■ **GIVEN TEXT**
"""
# Meow fellow cat lovers



## LallaB (Sep 22, 2004)

Hi everyone!  
My name is Brook and my kitten is Tweak. We live in Baton Rouge, Louisiana. I have been browsing the forum for a few weeks now and thought I should introduce myself. I am a first time cat owner and was curious about their interesting behavior. I never thought I'd end up owning a cat since my husband hated them, but things do change! Tweak was an extremely unhelathy kitten and was found in late June at about 6-7 weeks old. My boss's wife took her in and brought her to the vet, but she couldn't keep her so I volunteered to watch her while she was out of town. She said we could have her if we wanted, but I tried to stay detached because I just knew my husband wouldn't want to keep her. But we fell in love and it was actually my husband's decision to keep her. She has been through quite a bit but she is now very happy and healthy. Today she is getting spayed and I cried when I left her because she has to stay overnight. I'm such a big softie. She is a beautiful Siamese mix. I have some pictures...I'll have to scan them to post because I don't own a digital camera yet. 

I really like this site and have found it extrememly helpful to understand my kittens behavior. I hope to be posting more in the future, but I only have internet access at work so you'll only hear from me Mon-Fri. 8-5. I'll get my pics scanned this weekend and post on Monday.


----------



## rosalie (Oct 9, 2003)

Welcome to the forums Brook and Tweak  ..looking forward to the photos


----------



## 22Raiynee22 (Aug 13, 2004)

*welcome*

YES!!! LOTS of photos!!!!   Hehe! Welcome to the forum!


----------



## Jeanie (Jun 18, 2003)

Brook, That's a wonderful story! Cats have a way of winning people over, don't they? I'm glad you finally decided to post. We'll be looking for the pictures and you on Monday!


----------



## Sam (Jul 8, 2003)

Welcome to Cat Forum. Can't wait to see pics of Tweak.


----------



## kitkat (Sep 22, 2003)

Welcome to the forum Brook. Can't wait to see pictures of Tweak, we are picture freaks here :lol:


----------



## Lori (Jun 8, 2003)

Hi Brook, and welcome to the forum!


----------



## jessamica8 (Aug 17, 2004)

Hi Brook, wlecome! I'm glad you helped out this poor kitty and fell in love!


----------



## Mitts & Tess (Sep 4, 2004)

Welcome to Cat Forum Brook and Tweak. I love the story how Tweak won your husband over. Kittens are so much fun. Looking forward to hearing all about her! Hope her spaying went smooth.


----------



## CyberPet (May 12, 2004)

Thanks for sharing your story and WARM welcome to the forum!


----------



## LallaB (Sep 22, 2004)

Thanks for all the warm welcomes! 

Tweak is now in the gallery...enjoy! The pics are all from the end of July til mid Sept. 

I'm kind of a freak when it comes to taking pictures, so you'll see plenty more in the future. 

If I only had a digital...I think Tweak would hide it from me.


----------
"""
■ **DATA LINES**
"""
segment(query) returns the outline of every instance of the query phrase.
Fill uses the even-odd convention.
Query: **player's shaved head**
"""
■ **WRITTEN PROBLEM**
According to the forum thread, in which city and state do Brook and Tweak live? The data are not required for this work.

■ **SOLVED EXERCISE**
Baton Rouge, Louisiana.